## Begin Data in this exercise

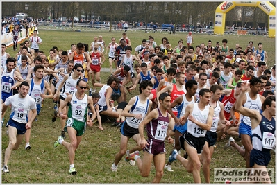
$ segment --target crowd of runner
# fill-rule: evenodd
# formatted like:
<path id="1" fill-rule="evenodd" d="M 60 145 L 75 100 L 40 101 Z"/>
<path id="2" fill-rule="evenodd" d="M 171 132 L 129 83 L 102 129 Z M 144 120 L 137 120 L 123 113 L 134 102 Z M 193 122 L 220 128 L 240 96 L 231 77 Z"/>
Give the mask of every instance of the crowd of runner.
<path id="1" fill-rule="evenodd" d="M 262 42 L 229 46 L 223 39 L 215 45 L 208 40 L 193 46 L 190 32 L 176 46 L 167 37 L 157 44 L 152 36 L 133 46 L 124 33 L 118 41 L 112 37 L 106 42 L 100 35 L 90 44 L 41 51 L 43 39 L 34 30 L 19 50 L 14 46 L 15 56 L 1 46 L 2 125 L 7 123 L 9 136 L 3 172 L 9 172 L 11 152 L 24 136 L 25 149 L 31 148 L 31 125 L 39 121 L 37 115 L 47 98 L 53 99 L 52 121 L 60 122 L 54 147 L 68 150 L 71 174 L 77 173 L 75 151 L 86 125 L 99 124 L 103 130 L 108 120 L 121 132 L 112 171 L 117 171 L 126 155 L 126 161 L 132 166 L 137 161 L 141 175 L 147 177 L 153 160 L 153 182 L 160 182 L 164 170 L 173 171 L 174 160 L 192 173 L 195 183 L 201 182 L 202 166 L 205 182 L 210 182 L 216 142 L 226 136 L 224 150 L 236 148 L 246 167 L 265 169 L 269 162 L 275 150 L 276 66 L 267 63 L 270 58 Z M 108 79 L 101 74 L 104 62 L 109 63 Z M 127 94 L 137 89 L 138 95 L 128 100 Z M 4 121 L 10 105 L 10 118 Z M 232 136 L 240 137 L 243 148 Z M 137 146 L 128 150 L 130 138 Z M 165 140 L 174 146 L 168 159 Z"/>

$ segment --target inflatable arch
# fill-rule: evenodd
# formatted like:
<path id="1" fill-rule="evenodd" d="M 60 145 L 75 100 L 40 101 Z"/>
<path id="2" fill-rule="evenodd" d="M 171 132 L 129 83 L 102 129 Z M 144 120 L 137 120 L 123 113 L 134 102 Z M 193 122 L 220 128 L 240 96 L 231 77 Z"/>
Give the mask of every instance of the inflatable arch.
<path id="1" fill-rule="evenodd" d="M 276 35 L 276 8 L 269 1 L 224 1 L 215 10 L 215 34 L 224 35 L 226 14 L 236 6 L 258 6 L 269 15 L 269 37 L 275 38 Z"/>

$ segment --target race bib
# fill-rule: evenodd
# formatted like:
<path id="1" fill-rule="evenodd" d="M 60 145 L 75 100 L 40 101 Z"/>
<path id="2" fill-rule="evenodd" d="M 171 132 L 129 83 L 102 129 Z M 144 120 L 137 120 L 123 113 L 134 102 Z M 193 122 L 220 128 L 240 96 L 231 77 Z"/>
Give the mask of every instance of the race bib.
<path id="1" fill-rule="evenodd" d="M 35 104 L 40 104 L 42 102 L 42 97 L 40 96 L 40 94 L 34 94 L 33 98 L 35 100 Z"/>
<path id="2" fill-rule="evenodd" d="M 82 60 L 74 60 L 74 65 L 76 65 L 76 64 L 80 64 L 81 65 L 83 65 L 82 64 Z"/>
<path id="3" fill-rule="evenodd" d="M 198 94 L 195 94 L 195 98 L 196 98 L 195 103 L 199 103 L 199 101 L 200 101 L 199 96 Z"/>
<path id="4" fill-rule="evenodd" d="M 15 114 L 13 118 L 18 122 L 26 122 L 27 117 L 27 112 L 22 108 L 15 109 Z"/>
<path id="5" fill-rule="evenodd" d="M 12 90 L 12 84 L 2 82 L 2 92 L 10 93 Z"/>
<path id="6" fill-rule="evenodd" d="M 224 88 L 224 89 L 226 89 L 226 87 L 227 87 L 227 84 L 228 84 L 228 82 L 222 82 L 222 85 L 223 85 L 223 88 Z"/>
<path id="7" fill-rule="evenodd" d="M 192 135 L 195 137 L 203 137 L 205 135 L 205 130 L 199 127 L 194 123 L 192 125 Z"/>
<path id="8" fill-rule="evenodd" d="M 72 87 L 70 87 L 70 89 L 69 89 L 69 91 L 68 91 L 68 92 L 69 92 L 69 94 L 72 94 L 75 93 L 75 90 L 76 90 L 76 88 Z"/>
<path id="9" fill-rule="evenodd" d="M 158 125 L 155 133 L 155 139 L 157 140 L 165 141 L 167 137 L 167 127 L 165 125 Z"/>
<path id="10" fill-rule="evenodd" d="M 92 65 L 98 65 L 99 64 L 98 59 L 93 59 L 92 60 Z"/>
<path id="11" fill-rule="evenodd" d="M 233 107 L 233 103 L 230 103 L 230 102 L 228 102 L 227 103 L 226 103 L 226 105 L 225 105 L 225 106 L 224 106 L 224 111 L 226 112 L 228 112 L 228 113 L 230 113 L 230 109 L 231 109 L 231 108 L 232 108 L 232 107 Z"/>
<path id="12" fill-rule="evenodd" d="M 272 149 L 275 144 L 275 136 L 274 134 L 264 132 L 262 133 L 262 148 Z"/>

## End Data in this exercise

Print the data word for word, starting at its first line and going on through the line that contains "262 42 L 229", with both of those lines included. Leave the picture out of your answer.

Solution to the problem.
$ segment --target crowd of runner
# fill-rule: evenodd
# formatted like:
<path id="1" fill-rule="evenodd" d="M 60 145 L 75 100 L 40 101 Z"/>
<path id="2" fill-rule="evenodd" d="M 171 132 L 129 83 L 102 129 Z M 144 120 L 137 120 L 123 113 L 134 102 Z M 193 122 L 220 128 L 240 96 L 231 77 Z"/>
Give the mask of every instance of the crowd of runner.
<path id="1" fill-rule="evenodd" d="M 262 42 L 229 46 L 223 39 L 215 45 L 208 40 L 193 46 L 190 32 L 176 46 L 167 37 L 157 44 L 152 36 L 133 46 L 124 33 L 118 41 L 112 37 L 106 42 L 100 35 L 90 44 L 41 51 L 43 39 L 34 30 L 19 50 L 14 46 L 15 56 L 1 46 L 2 125 L 7 123 L 9 136 L 3 172 L 9 172 L 11 152 L 24 136 L 25 149 L 31 148 L 31 125 L 39 121 L 37 115 L 47 98 L 53 99 L 52 121 L 60 122 L 54 147 L 68 150 L 71 174 L 77 173 L 75 151 L 86 125 L 99 124 L 103 130 L 108 120 L 121 132 L 112 171 L 117 171 L 126 155 L 126 161 L 132 166 L 137 161 L 141 175 L 147 177 L 153 160 L 153 182 L 160 182 L 164 170 L 173 171 L 174 160 L 192 173 L 195 183 L 201 182 L 202 166 L 205 182 L 210 182 L 216 142 L 226 136 L 224 150 L 236 148 L 246 167 L 265 169 L 269 162 L 275 150 L 276 66 L 267 63 L 270 58 Z M 108 79 L 101 74 L 104 62 L 109 63 Z M 127 94 L 137 89 L 138 95 L 128 100 Z M 4 121 L 10 105 L 10 118 Z M 232 136 L 240 137 L 243 148 Z M 137 146 L 128 150 L 130 138 Z M 165 140 L 174 146 L 168 159 Z"/>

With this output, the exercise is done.